» TASK STATEMENT: Substitute "parentheses" for "square brackets" everywhere in the data below, keeping everything else unchanged. Leave the pictures out of your answer.

## Begin TASK INPUTS

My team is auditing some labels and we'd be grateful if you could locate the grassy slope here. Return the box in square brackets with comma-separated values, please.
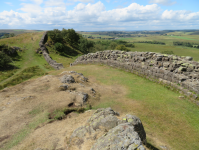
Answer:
[52, 65, 199, 150]
[0, 33, 199, 150]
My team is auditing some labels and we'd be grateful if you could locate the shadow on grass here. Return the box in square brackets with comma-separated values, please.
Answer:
[146, 143, 159, 150]
[59, 45, 79, 57]
[0, 65, 19, 71]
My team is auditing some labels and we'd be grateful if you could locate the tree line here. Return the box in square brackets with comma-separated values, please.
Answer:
[0, 33, 15, 39]
[134, 41, 165, 45]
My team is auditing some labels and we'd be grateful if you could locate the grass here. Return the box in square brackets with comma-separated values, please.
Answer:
[2, 113, 48, 150]
[0, 66, 47, 90]
[130, 43, 199, 61]
[169, 36, 196, 40]
[60, 65, 199, 150]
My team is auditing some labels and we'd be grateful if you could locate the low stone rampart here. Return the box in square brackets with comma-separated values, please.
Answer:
[39, 32, 64, 70]
[71, 50, 199, 99]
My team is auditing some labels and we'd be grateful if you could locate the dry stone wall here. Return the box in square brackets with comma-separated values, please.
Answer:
[39, 32, 64, 70]
[71, 50, 199, 99]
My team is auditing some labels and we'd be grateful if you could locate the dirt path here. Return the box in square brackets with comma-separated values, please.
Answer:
[0, 36, 48, 84]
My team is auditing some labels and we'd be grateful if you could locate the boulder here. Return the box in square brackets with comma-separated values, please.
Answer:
[68, 108, 146, 150]
[59, 84, 69, 91]
[91, 123, 145, 150]
[60, 75, 75, 83]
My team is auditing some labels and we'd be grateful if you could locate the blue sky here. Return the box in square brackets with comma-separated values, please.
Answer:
[0, 0, 199, 31]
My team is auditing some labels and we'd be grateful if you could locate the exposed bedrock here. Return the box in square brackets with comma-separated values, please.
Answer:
[67, 107, 147, 150]
[71, 50, 199, 99]
[39, 32, 64, 70]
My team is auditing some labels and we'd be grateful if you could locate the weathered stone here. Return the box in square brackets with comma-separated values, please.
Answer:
[59, 84, 69, 91]
[91, 123, 145, 150]
[60, 75, 75, 83]
[185, 56, 193, 61]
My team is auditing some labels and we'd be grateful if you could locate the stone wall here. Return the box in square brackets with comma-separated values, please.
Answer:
[39, 32, 64, 70]
[71, 50, 199, 99]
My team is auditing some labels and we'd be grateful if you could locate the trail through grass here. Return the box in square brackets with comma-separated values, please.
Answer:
[0, 33, 53, 85]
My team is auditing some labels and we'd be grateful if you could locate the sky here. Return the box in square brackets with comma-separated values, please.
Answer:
[0, 0, 199, 31]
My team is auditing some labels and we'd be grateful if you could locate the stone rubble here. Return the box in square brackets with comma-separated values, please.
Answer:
[72, 50, 199, 99]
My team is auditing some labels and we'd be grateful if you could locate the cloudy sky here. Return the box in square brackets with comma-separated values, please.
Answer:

## End TASK INPUTS

» RESULT:
My team is auditing some labels and we'd be grateful if you could locate the grassy slope here. Return the box in parentheses with comma-separated values, please.
Answer:
[52, 65, 199, 150]
[0, 33, 199, 150]
My team is auditing some labels and we'd be grateful if you could locate the shadow on grass here. Return the box in parentheses with comma-separated values, please.
Answer:
[146, 143, 159, 150]
[59, 45, 79, 57]
[0, 65, 19, 71]
My team is auditing some labels and we'd be grateful if you could locate the tree line here. Return the box in parentheses with comma-separated values, please.
Answer:
[0, 33, 15, 39]
[134, 41, 165, 45]
My team is auditing some labels and we'd be grateful if you could locate the grass here. Return the box in parentheses with comma-separated values, please.
Answer:
[2, 113, 48, 150]
[0, 66, 47, 90]
[130, 43, 199, 61]
[169, 36, 196, 40]
[60, 65, 199, 150]
My team is auditing some labels and we'd be grateful if you could locate the low stone rampart here. Return the box in parentheses with comma-separated values, please.
Answer:
[39, 32, 64, 70]
[71, 50, 199, 99]
My team is auditing some labels and we'd be grateful if you could locate the dry stone wall here. Return the box in parentheses with comma-separated values, please.
Answer:
[39, 32, 64, 70]
[71, 50, 199, 99]
My team is auditing some labels and we'd be grateful if you could locate the dirt path here. Return the box in parentheses with comma-separated values, please.
Answer:
[0, 36, 48, 84]
My team is auditing some labels and we'd be grateful if you could locate the boulder here. Return the box in parentheses with comma-separated values, please.
Answer:
[68, 108, 146, 150]
[59, 84, 69, 91]
[91, 123, 145, 150]
[60, 75, 75, 83]
My team is auditing some labels and we'd be grateful if you could locate the blue sky here. Return the box in parentheses with comma-separated values, please.
Answer:
[0, 0, 199, 31]
My team is auditing some labels and we'd be grateful if you could locate the exposed bedrock here. Return the box in parentheses with comma-separated values, please.
Answer:
[67, 107, 147, 150]
[71, 50, 199, 99]
[39, 32, 64, 70]
My team is auditing some labels and we'd be grateful if you could locate the weathered stone here. Return the box in parentheses with comma-separated values, please.
Answer:
[59, 84, 69, 91]
[91, 123, 145, 150]
[60, 75, 75, 83]
[185, 56, 193, 61]
My team is auditing some labels and we'd be grateful if you could locate the stone wall here. Return the box in parentheses with comma-separated values, please.
Answer:
[39, 32, 64, 70]
[71, 50, 199, 99]
My team is auditing some labels and we'd be grateful if you could locate the trail through grass here. Return the box in parentheses with comma-separated values, please.
Answer:
[0, 33, 53, 85]
My team is auditing some labels and we'd be grateful if you could locate the sky here. Return the box in parentheses with comma-separated values, please.
Answer:
[0, 0, 199, 31]
My team is auditing some labels and we'd be grateful if you could locate the stone rubble here. Return the box in parentheses with comma-separated values, please.
Answer:
[72, 50, 199, 99]
My team is auditing some labels and we'd be grateful if you could locate the cloudy sky here. Return the box in parentheses with comma-separated values, please.
Answer:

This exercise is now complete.